■ Try it
Begin your copy at the line that contains "the nose in" and carry it on, exactly, to the last line of the material below.

==*==

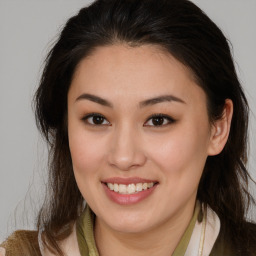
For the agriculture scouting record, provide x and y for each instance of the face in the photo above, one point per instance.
(139, 136)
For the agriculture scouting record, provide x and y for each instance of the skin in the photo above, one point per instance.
(127, 144)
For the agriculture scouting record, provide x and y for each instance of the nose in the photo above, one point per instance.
(126, 149)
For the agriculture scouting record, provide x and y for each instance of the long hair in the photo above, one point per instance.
(183, 30)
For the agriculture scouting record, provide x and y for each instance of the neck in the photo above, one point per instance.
(161, 240)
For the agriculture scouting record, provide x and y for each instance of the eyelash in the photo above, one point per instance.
(166, 118)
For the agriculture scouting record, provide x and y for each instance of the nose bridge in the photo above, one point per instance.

==*==

■ Task result
For the agriculture scouting record, provide x and y for each instance of the nose in the photo above, one point per instance.
(126, 149)
For the agriculture scouting record, provide x and y for each instance of the long hair in the photo above, one point per instance.
(183, 30)
For the agriculture scouting record, provide x and y for each instance of the neck in the photo above, one point per instance.
(161, 240)
For the agriculture scouting record, provide x and y for each instance of the eyelash in the photo above, one point per instance.
(166, 118)
For the agriculture scouting record, provide x and y for each instance of the nose bridge in the photo above, one point per instance.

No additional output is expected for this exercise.